What you are asked to do:
Filter on the word "label": copy each matching line from the listing below.

Data excerpts:
= Beginning of Section =
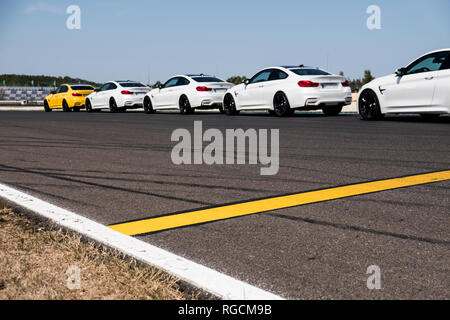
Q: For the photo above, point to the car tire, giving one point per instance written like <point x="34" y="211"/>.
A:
<point x="229" y="106"/>
<point x="88" y="106"/>
<point x="281" y="105"/>
<point x="369" y="106"/>
<point x="113" y="106"/>
<point x="332" y="110"/>
<point x="148" y="107"/>
<point x="65" y="106"/>
<point x="46" y="107"/>
<point x="185" y="106"/>
<point x="430" y="115"/>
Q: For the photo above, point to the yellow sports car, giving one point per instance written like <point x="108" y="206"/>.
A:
<point x="67" y="97"/>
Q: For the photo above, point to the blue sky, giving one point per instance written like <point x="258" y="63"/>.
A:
<point x="152" y="40"/>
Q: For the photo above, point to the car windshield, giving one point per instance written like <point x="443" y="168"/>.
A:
<point x="132" y="84"/>
<point x="82" y="88"/>
<point x="310" y="72"/>
<point x="207" y="79"/>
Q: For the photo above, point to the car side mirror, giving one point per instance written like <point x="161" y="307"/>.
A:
<point x="400" y="72"/>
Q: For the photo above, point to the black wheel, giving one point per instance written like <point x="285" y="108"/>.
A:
<point x="88" y="106"/>
<point x="46" y="107"/>
<point x="65" y="106"/>
<point x="112" y="106"/>
<point x="148" y="107"/>
<point x="332" y="110"/>
<point x="369" y="106"/>
<point x="185" y="106"/>
<point x="229" y="106"/>
<point x="281" y="105"/>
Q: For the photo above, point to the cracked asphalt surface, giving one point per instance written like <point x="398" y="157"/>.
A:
<point x="117" y="167"/>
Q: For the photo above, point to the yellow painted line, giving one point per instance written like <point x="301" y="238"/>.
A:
<point x="257" y="206"/>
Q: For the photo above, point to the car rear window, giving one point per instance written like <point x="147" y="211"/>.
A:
<point x="310" y="72"/>
<point x="82" y="88"/>
<point x="132" y="84"/>
<point x="207" y="79"/>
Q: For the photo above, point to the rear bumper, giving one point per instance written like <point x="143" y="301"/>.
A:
<point x="130" y="101"/>
<point x="327" y="100"/>
<point x="77" y="102"/>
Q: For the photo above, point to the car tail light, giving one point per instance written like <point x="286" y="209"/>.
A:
<point x="308" y="84"/>
<point x="203" y="89"/>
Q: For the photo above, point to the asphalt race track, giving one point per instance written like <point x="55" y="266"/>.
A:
<point x="117" y="167"/>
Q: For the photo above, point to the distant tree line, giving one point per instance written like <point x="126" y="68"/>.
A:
<point x="19" y="80"/>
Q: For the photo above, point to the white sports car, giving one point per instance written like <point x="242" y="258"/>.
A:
<point x="187" y="93"/>
<point x="421" y="87"/>
<point x="117" y="96"/>
<point x="281" y="90"/>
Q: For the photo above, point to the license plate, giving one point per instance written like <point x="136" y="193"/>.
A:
<point x="328" y="85"/>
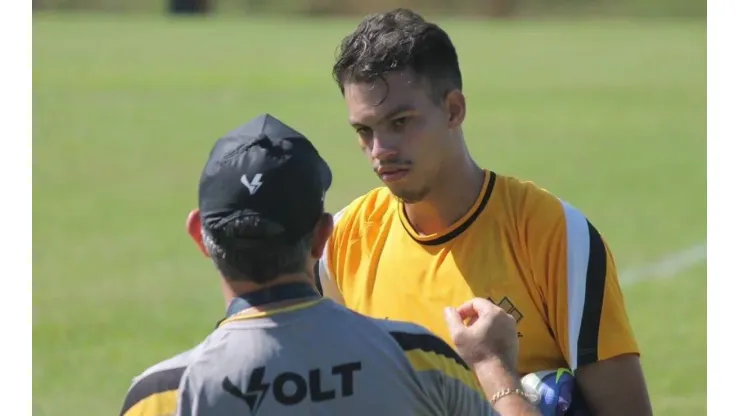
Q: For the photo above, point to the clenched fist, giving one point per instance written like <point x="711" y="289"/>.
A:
<point x="489" y="334"/>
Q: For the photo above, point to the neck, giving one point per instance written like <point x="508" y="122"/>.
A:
<point x="455" y="191"/>
<point x="233" y="289"/>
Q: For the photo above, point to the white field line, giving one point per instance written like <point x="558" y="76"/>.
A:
<point x="668" y="266"/>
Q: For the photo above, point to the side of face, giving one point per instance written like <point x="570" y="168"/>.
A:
<point x="403" y="132"/>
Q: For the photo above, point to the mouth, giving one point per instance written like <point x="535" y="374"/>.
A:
<point x="392" y="174"/>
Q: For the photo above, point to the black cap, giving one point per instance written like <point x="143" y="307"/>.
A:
<point x="268" y="170"/>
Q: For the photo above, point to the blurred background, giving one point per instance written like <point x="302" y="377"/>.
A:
<point x="601" y="102"/>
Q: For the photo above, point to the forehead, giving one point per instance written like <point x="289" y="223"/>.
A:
<point x="369" y="102"/>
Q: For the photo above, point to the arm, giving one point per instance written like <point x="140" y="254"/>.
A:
<point x="576" y="272"/>
<point x="153" y="395"/>
<point x="495" y="379"/>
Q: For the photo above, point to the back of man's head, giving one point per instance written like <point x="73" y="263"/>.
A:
<point x="261" y="202"/>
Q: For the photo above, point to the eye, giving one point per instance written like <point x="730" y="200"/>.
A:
<point x="400" y="122"/>
<point x="363" y="131"/>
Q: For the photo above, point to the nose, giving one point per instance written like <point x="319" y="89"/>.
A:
<point x="383" y="148"/>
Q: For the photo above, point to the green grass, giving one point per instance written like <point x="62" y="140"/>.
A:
<point x="610" y="115"/>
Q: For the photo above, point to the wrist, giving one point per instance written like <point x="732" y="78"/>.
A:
<point x="495" y="375"/>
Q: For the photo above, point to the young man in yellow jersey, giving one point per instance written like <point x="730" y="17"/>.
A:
<point x="443" y="229"/>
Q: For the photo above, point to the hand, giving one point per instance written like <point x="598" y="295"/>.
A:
<point x="489" y="335"/>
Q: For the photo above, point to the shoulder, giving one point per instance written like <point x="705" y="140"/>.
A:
<point x="374" y="206"/>
<point x="156" y="387"/>
<point x="421" y="344"/>
<point x="537" y="209"/>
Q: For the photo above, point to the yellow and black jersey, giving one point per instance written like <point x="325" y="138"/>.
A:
<point x="524" y="249"/>
<point x="154" y="392"/>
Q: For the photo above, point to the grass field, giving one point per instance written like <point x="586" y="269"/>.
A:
<point x="610" y="115"/>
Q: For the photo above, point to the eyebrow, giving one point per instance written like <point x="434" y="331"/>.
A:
<point x="403" y="108"/>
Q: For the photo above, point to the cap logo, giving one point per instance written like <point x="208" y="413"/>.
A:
<point x="254" y="184"/>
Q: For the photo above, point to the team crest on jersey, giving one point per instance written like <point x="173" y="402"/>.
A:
<point x="506" y="304"/>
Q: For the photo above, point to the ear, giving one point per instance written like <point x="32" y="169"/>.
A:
<point x="456" y="108"/>
<point x="321" y="235"/>
<point x="193" y="226"/>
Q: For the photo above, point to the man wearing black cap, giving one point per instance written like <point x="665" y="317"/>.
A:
<point x="283" y="348"/>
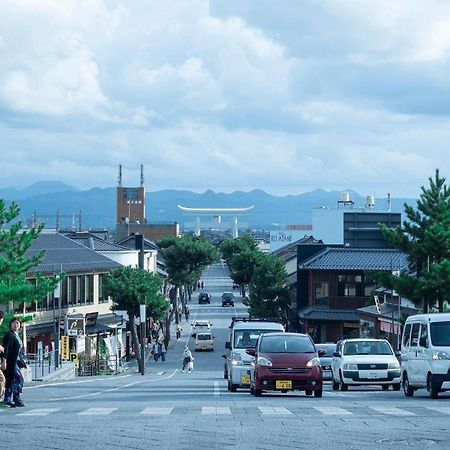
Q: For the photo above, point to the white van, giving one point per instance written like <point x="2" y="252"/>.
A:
<point x="425" y="354"/>
<point x="244" y="332"/>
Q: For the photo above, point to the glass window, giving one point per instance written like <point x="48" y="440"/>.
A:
<point x="440" y="333"/>
<point x="286" y="344"/>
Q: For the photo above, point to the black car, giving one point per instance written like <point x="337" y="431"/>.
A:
<point x="204" y="298"/>
<point x="227" y="299"/>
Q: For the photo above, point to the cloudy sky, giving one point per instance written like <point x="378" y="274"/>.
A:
<point x="286" y="96"/>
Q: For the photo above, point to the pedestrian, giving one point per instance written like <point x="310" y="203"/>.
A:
<point x="14" y="354"/>
<point x="188" y="360"/>
<point x="2" y="368"/>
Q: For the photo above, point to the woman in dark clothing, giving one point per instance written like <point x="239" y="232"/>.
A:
<point x="14" y="362"/>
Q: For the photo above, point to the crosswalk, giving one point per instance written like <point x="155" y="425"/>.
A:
<point x="264" y="411"/>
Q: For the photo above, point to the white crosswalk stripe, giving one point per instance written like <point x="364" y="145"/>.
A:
<point x="97" y="411"/>
<point x="216" y="410"/>
<point x="274" y="411"/>
<point x="332" y="411"/>
<point x="392" y="411"/>
<point x="39" y="412"/>
<point x="157" y="411"/>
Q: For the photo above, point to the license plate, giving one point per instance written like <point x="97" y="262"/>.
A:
<point x="283" y="384"/>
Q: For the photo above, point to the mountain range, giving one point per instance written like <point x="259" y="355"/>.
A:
<point x="98" y="205"/>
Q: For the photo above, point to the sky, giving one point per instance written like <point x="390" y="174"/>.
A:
<point x="285" y="96"/>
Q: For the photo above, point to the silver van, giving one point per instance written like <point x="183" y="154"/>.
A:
<point x="425" y="354"/>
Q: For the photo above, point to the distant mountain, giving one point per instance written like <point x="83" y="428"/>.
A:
<point x="98" y="205"/>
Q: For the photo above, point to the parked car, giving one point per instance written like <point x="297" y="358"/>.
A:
<point x="425" y="354"/>
<point x="365" y="362"/>
<point x="327" y="359"/>
<point x="200" y="326"/>
<point x="227" y="299"/>
<point x="204" y="297"/>
<point x="286" y="362"/>
<point x="204" y="341"/>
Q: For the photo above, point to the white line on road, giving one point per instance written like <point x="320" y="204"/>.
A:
<point x="274" y="411"/>
<point x="392" y="411"/>
<point x="157" y="411"/>
<point x="332" y="410"/>
<point x="97" y="411"/>
<point x="39" y="412"/>
<point x="216" y="410"/>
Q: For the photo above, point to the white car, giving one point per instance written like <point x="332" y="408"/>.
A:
<point x="204" y="341"/>
<point x="200" y="326"/>
<point x="362" y="361"/>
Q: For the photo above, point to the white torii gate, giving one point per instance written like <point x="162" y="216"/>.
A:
<point x="217" y="214"/>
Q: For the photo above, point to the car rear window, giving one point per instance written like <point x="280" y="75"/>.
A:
<point x="286" y="344"/>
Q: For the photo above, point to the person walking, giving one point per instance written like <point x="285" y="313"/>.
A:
<point x="14" y="354"/>
<point x="188" y="360"/>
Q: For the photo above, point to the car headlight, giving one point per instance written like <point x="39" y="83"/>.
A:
<point x="261" y="361"/>
<point x="350" y="366"/>
<point x="440" y="355"/>
<point x="314" y="362"/>
<point x="236" y="359"/>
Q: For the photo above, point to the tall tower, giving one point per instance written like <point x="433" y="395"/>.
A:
<point x="130" y="201"/>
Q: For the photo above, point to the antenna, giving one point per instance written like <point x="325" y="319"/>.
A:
<point x="119" y="178"/>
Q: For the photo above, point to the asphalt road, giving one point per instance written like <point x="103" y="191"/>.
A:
<point x="168" y="409"/>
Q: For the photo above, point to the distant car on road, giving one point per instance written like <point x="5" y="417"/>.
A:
<point x="364" y="361"/>
<point x="327" y="359"/>
<point x="200" y="326"/>
<point x="204" y="297"/>
<point x="227" y="299"/>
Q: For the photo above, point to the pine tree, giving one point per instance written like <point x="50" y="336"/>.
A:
<point x="425" y="237"/>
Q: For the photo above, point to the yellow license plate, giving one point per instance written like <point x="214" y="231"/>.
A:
<point x="283" y="384"/>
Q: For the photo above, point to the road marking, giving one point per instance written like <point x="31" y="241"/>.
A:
<point x="157" y="411"/>
<point x="332" y="411"/>
<point x="216" y="389"/>
<point x="392" y="411"/>
<point x="97" y="411"/>
<point x="274" y="411"/>
<point x="441" y="409"/>
<point x="39" y="412"/>
<point x="216" y="410"/>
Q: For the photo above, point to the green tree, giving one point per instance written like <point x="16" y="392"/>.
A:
<point x="130" y="287"/>
<point x="425" y="237"/>
<point x="268" y="292"/>
<point x="15" y="262"/>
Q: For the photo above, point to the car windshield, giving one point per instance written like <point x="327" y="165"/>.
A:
<point x="367" y="348"/>
<point x="286" y="344"/>
<point x="330" y="348"/>
<point x="440" y="333"/>
<point x="248" y="338"/>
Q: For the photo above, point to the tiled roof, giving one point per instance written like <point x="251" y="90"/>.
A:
<point x="64" y="254"/>
<point x="311" y="313"/>
<point x="357" y="259"/>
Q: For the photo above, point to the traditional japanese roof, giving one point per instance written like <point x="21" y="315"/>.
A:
<point x="357" y="259"/>
<point x="64" y="254"/>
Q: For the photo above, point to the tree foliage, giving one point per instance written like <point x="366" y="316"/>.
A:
<point x="425" y="237"/>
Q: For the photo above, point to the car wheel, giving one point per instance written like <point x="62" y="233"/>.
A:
<point x="407" y="389"/>
<point x="432" y="388"/>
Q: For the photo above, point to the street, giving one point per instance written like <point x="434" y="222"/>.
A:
<point x="166" y="408"/>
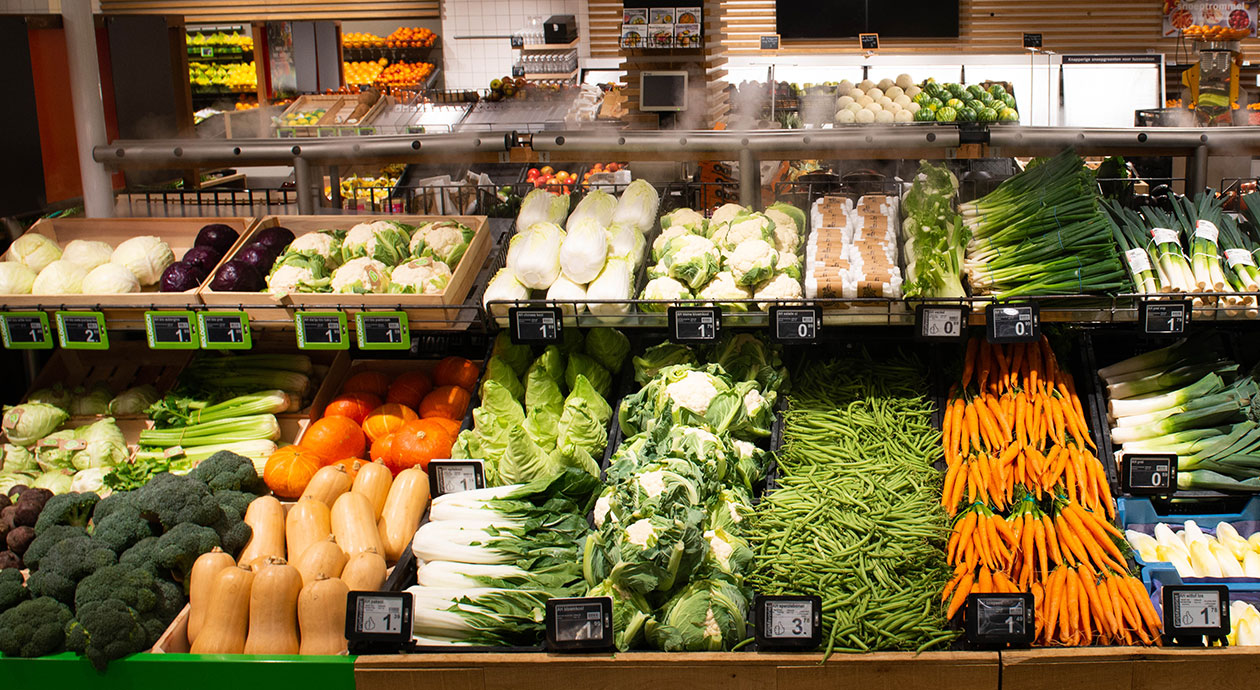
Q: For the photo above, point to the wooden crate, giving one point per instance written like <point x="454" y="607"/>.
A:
<point x="177" y="232"/>
<point x="423" y="315"/>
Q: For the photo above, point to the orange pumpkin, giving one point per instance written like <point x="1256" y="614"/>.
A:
<point x="352" y="406"/>
<point x="449" y="401"/>
<point x="410" y="389"/>
<point x="367" y="382"/>
<point x="382" y="448"/>
<point x="387" y="419"/>
<point x="417" y="443"/>
<point x="456" y="372"/>
<point x="335" y="437"/>
<point x="289" y="470"/>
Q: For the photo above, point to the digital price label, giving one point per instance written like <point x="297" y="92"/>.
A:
<point x="1013" y="322"/>
<point x="534" y="325"/>
<point x="941" y="322"/>
<point x="321" y="330"/>
<point x="171" y="330"/>
<point x="82" y="330"/>
<point x="580" y="623"/>
<point x="788" y="622"/>
<point x="1196" y="611"/>
<point x="378" y="620"/>
<point x="1148" y="474"/>
<point x="1001" y="620"/>
<point x="1163" y="317"/>
<point x="795" y="324"/>
<point x="224" y="330"/>
<point x="25" y="330"/>
<point x="694" y="324"/>
<point x="382" y="330"/>
<point x="451" y="476"/>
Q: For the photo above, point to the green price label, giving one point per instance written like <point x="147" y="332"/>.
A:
<point x="321" y="330"/>
<point x="82" y="330"/>
<point x="171" y="330"/>
<point x="382" y="330"/>
<point x="224" y="330"/>
<point x="25" y="330"/>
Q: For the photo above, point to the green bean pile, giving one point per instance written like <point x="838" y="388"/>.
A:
<point x="856" y="518"/>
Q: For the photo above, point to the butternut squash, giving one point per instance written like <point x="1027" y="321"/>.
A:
<point x="266" y="518"/>
<point x="373" y="482"/>
<point x="329" y="482"/>
<point x="320" y="558"/>
<point x="353" y="526"/>
<point x="321" y="616"/>
<point x="306" y="523"/>
<point x="364" y="572"/>
<point x="406" y="504"/>
<point x="274" y="608"/>
<point x="227" y="618"/>
<point x="200" y="579"/>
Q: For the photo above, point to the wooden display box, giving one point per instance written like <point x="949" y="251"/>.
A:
<point x="421" y="309"/>
<point x="177" y="232"/>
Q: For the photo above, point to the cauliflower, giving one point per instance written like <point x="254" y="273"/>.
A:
<point x="723" y="287"/>
<point x="420" y="276"/>
<point x="694" y="392"/>
<point x="752" y="262"/>
<point x="362" y="276"/>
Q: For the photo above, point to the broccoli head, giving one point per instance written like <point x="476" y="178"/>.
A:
<point x="35" y="627"/>
<point x="121" y="528"/>
<point x="177" y="549"/>
<point x="177" y="499"/>
<point x="67" y="509"/>
<point x="44" y="540"/>
<point x="227" y="471"/>
<point x="13" y="592"/>
<point x="66" y="564"/>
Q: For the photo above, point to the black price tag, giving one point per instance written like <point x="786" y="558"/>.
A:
<point x="1163" y="317"/>
<point x="25" y="330"/>
<point x="1148" y="474"/>
<point x="82" y="330"/>
<point x="378" y="620"/>
<point x="534" y="325"/>
<point x="321" y="330"/>
<point x="938" y="322"/>
<point x="1001" y="620"/>
<point x="382" y="330"/>
<point x="580" y="623"/>
<point x="224" y="330"/>
<point x="1013" y="322"/>
<point x="788" y="622"/>
<point x="451" y="476"/>
<point x="795" y="324"/>
<point x="694" y="324"/>
<point x="1196" y="611"/>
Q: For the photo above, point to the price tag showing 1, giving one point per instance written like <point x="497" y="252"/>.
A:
<point x="788" y="622"/>
<point x="25" y="330"/>
<point x="321" y="330"/>
<point x="580" y="623"/>
<point x="382" y="330"/>
<point x="82" y="330"/>
<point x="451" y="476"/>
<point x="1148" y="474"/>
<point x="224" y="330"/>
<point x="171" y="330"/>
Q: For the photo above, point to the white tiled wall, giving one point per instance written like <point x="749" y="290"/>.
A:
<point x="474" y="62"/>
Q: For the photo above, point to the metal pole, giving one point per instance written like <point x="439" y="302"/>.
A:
<point x="305" y="189"/>
<point x="88" y="112"/>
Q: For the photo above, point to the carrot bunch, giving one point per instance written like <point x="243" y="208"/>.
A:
<point x="1036" y="503"/>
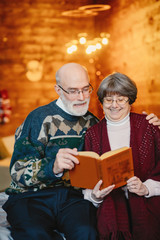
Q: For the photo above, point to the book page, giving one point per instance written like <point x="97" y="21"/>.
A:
<point x="110" y="153"/>
<point x="89" y="154"/>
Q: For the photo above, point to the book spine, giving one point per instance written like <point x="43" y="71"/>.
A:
<point x="99" y="170"/>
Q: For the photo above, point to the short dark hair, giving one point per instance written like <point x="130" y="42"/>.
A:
<point x="117" y="83"/>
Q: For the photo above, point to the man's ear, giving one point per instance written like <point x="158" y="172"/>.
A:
<point x="57" y="89"/>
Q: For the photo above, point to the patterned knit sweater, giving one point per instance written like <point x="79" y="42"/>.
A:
<point x="38" y="139"/>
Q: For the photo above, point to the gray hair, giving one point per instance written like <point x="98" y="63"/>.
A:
<point x="117" y="83"/>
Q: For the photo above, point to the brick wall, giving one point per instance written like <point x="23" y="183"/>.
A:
<point x="35" y="30"/>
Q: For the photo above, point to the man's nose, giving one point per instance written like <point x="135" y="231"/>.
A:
<point x="114" y="103"/>
<point x="81" y="95"/>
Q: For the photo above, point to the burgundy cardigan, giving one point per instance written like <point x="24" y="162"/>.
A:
<point x="138" y="217"/>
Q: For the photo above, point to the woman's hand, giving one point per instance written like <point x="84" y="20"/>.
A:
<point x="153" y="119"/>
<point x="135" y="185"/>
<point x="98" y="194"/>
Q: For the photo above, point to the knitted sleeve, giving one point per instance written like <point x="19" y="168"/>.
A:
<point x="30" y="165"/>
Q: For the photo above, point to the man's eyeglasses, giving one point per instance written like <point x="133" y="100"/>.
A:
<point x="75" y="92"/>
<point x="121" y="101"/>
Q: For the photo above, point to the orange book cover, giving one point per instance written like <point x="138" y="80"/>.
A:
<point x="113" y="167"/>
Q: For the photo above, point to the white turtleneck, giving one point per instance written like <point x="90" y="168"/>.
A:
<point x="119" y="133"/>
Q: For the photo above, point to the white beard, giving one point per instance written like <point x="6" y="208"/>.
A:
<point x="71" y="108"/>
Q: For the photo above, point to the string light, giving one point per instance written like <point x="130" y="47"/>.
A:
<point x="89" y="45"/>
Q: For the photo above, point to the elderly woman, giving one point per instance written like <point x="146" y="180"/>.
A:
<point x="133" y="211"/>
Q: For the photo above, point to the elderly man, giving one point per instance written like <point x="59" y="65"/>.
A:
<point x="47" y="143"/>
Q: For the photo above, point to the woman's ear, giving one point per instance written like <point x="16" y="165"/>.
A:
<point x="57" y="89"/>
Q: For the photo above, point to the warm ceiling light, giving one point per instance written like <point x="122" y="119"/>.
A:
<point x="104" y="41"/>
<point x="79" y="13"/>
<point x="95" y="7"/>
<point x="82" y="40"/>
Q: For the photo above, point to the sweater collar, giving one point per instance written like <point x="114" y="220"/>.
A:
<point x="118" y="123"/>
<point x="62" y="106"/>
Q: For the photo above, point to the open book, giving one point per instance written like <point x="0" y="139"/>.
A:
<point x="113" y="167"/>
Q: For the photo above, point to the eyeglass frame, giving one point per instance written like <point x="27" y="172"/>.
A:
<point x="77" y="91"/>
<point x="109" y="104"/>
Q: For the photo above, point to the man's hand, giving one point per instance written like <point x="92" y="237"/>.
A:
<point x="153" y="119"/>
<point x="98" y="194"/>
<point x="135" y="185"/>
<point x="65" y="159"/>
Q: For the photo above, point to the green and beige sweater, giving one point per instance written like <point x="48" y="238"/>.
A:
<point x="38" y="139"/>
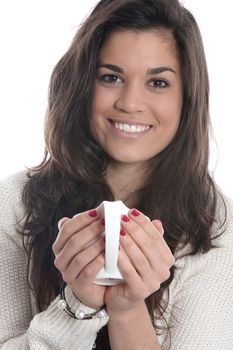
= End of Section =
Exercise output:
Q: For the photo above, point to the digital price label, giving one point per instance written like <point x="297" y="92"/>.
Q: For the photo above, point to the green price label, giving one point per instance written like <point x="147" y="332"/>.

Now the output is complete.